• Objective
Set down exactly the lines from the one containing "the headlight, one" through the last line of the records below, both included, and nothing else.

»»

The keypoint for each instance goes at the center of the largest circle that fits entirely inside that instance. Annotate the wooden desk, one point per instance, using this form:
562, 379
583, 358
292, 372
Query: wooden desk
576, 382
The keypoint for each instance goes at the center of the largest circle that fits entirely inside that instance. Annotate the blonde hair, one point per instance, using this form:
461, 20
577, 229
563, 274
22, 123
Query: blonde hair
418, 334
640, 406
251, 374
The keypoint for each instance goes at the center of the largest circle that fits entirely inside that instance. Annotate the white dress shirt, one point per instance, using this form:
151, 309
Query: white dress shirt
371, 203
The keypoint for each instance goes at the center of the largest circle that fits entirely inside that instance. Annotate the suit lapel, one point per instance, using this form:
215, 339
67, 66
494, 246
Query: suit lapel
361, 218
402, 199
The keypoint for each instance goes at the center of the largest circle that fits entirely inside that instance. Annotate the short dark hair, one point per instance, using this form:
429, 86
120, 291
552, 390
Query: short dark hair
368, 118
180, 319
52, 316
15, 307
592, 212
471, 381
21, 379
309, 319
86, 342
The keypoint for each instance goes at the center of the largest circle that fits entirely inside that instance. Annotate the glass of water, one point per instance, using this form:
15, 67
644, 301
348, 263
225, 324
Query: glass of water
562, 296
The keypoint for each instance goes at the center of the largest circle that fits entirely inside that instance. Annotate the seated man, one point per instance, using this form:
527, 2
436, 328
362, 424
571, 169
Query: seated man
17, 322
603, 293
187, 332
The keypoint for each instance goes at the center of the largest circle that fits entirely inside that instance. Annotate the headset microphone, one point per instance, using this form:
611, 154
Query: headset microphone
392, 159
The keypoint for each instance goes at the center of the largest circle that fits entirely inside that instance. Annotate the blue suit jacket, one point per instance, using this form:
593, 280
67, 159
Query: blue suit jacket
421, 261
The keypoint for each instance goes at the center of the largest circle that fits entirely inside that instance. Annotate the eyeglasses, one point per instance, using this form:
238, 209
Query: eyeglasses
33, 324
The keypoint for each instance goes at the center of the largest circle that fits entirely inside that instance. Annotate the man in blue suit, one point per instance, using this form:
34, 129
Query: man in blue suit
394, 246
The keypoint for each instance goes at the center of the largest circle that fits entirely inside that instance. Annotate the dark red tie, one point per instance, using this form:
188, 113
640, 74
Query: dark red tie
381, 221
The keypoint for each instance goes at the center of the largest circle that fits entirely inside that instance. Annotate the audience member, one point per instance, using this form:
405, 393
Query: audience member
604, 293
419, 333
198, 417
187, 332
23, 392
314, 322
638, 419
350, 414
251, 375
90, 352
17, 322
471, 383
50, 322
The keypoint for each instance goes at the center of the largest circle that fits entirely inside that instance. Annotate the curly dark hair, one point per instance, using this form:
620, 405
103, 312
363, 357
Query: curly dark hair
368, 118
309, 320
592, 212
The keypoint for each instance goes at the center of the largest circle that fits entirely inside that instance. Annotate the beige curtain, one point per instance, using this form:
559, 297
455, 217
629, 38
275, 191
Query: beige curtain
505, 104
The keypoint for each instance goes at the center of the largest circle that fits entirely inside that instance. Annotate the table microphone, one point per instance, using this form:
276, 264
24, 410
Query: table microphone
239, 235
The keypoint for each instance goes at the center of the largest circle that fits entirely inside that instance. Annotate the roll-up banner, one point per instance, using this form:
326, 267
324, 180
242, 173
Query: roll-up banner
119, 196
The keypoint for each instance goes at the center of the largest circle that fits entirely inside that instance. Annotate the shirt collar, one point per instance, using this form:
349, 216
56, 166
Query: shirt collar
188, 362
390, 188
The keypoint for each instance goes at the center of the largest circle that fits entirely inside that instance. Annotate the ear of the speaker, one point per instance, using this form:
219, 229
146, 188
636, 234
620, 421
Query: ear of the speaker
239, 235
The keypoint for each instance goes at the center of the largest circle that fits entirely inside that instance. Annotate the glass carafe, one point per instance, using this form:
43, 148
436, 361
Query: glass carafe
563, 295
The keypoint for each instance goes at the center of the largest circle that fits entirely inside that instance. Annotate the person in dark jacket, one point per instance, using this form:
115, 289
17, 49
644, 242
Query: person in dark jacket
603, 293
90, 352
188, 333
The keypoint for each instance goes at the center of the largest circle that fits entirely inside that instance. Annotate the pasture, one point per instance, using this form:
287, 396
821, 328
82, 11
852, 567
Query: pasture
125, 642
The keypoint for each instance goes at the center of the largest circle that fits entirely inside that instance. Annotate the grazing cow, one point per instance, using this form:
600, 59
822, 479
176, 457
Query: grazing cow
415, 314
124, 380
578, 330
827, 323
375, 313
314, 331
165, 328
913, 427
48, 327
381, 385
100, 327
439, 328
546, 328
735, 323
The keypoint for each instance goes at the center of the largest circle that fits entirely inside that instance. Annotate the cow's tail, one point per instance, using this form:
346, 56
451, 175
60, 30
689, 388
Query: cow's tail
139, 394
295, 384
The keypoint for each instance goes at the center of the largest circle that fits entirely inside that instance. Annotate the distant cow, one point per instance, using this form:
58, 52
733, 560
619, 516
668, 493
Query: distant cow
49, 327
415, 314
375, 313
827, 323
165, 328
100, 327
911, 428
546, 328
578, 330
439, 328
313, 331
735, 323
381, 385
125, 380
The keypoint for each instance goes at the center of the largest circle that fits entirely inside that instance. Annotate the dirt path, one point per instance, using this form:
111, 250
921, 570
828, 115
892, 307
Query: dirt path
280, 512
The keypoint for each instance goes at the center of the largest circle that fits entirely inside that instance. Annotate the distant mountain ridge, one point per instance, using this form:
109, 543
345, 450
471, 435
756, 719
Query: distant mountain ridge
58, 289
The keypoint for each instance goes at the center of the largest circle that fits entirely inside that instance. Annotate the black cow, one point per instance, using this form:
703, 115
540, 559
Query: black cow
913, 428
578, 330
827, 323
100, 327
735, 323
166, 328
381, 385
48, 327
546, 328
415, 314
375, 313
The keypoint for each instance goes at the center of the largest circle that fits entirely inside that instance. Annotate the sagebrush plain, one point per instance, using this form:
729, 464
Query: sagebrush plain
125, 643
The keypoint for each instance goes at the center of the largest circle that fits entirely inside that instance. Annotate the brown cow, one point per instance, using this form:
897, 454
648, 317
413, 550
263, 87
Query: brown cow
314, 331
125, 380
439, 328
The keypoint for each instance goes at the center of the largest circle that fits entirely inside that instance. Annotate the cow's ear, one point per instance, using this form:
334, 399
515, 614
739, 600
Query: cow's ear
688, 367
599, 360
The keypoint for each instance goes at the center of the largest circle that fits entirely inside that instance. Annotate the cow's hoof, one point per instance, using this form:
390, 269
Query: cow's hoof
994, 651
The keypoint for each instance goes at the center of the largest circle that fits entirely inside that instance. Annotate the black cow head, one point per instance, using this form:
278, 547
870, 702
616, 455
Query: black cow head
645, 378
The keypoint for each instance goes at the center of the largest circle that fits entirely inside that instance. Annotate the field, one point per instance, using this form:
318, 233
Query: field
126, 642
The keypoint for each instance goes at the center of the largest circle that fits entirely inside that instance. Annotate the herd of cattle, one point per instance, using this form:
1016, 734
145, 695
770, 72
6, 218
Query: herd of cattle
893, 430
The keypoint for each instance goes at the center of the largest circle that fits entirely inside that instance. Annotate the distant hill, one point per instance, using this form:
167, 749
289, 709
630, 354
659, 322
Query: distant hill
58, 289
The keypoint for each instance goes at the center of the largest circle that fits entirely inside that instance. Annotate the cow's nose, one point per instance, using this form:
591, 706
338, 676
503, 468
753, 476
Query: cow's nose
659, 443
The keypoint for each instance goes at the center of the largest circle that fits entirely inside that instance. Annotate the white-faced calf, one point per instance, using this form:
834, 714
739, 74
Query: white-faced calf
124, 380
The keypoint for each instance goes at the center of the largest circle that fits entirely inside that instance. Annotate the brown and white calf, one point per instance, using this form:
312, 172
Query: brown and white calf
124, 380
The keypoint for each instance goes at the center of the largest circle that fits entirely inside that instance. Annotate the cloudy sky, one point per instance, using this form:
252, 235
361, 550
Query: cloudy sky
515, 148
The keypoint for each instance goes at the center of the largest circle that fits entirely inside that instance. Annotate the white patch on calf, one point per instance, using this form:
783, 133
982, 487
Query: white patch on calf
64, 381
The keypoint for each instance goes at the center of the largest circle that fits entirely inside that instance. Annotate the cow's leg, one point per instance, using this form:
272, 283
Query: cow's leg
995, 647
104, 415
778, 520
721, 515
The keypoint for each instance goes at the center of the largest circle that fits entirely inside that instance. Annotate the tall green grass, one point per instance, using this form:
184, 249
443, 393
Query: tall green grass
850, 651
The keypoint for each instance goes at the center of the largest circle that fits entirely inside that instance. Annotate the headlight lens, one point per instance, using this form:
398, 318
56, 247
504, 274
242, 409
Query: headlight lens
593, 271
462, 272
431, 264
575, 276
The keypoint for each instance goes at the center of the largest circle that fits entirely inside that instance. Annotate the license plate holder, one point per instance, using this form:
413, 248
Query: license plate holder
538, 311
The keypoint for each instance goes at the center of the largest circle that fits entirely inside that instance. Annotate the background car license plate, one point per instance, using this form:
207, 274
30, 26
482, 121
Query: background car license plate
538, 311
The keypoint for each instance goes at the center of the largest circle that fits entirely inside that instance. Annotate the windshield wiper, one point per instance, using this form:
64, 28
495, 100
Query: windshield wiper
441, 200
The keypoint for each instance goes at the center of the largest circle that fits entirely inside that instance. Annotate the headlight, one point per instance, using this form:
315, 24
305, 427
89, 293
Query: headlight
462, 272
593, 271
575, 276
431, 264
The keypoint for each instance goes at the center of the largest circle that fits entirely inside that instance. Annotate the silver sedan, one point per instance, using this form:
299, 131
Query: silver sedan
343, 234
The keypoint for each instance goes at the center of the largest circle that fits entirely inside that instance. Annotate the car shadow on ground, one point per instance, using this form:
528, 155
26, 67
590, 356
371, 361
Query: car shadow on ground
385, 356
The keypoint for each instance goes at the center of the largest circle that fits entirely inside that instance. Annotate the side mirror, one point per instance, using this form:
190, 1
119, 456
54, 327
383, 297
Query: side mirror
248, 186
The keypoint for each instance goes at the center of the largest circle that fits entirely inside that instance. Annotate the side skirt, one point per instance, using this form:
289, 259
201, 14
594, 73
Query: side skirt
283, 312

««

• Exercise output
The keypoint for each instance goes at the center of the largest circle that fits entirely inside that instance. Annotate the headlight, one point per instance, using this form:
315, 24
305, 427
89, 293
Query: headlight
462, 272
593, 271
575, 276
431, 264
The keypoint for each instance goes at the center of the largest circle that fits entirely inside that instance. Annotate the silver sedan, one point per instance, using this form:
299, 131
Query: silver sedan
343, 234
The keypoint for each instance goes at the center of the largest circle that fits entirely inside that instance. Annotate the car shadow on ground, one point per instance, using this form:
528, 155
26, 67
590, 356
371, 361
Query: car shadow on ground
385, 356
The keypoint for each instance goes at the center of the largest circle that fits entirely inside that instance. Annotate the side mirror, one point per instance, using this form:
190, 1
119, 456
54, 327
383, 297
Query: side mirror
248, 186
The keypoint for each instance goes at the center of the largest circle that fits entirely inside that instance. Annotate the side skirt, one point per instance, using this form:
289, 259
201, 14
594, 73
Query: side skirt
283, 312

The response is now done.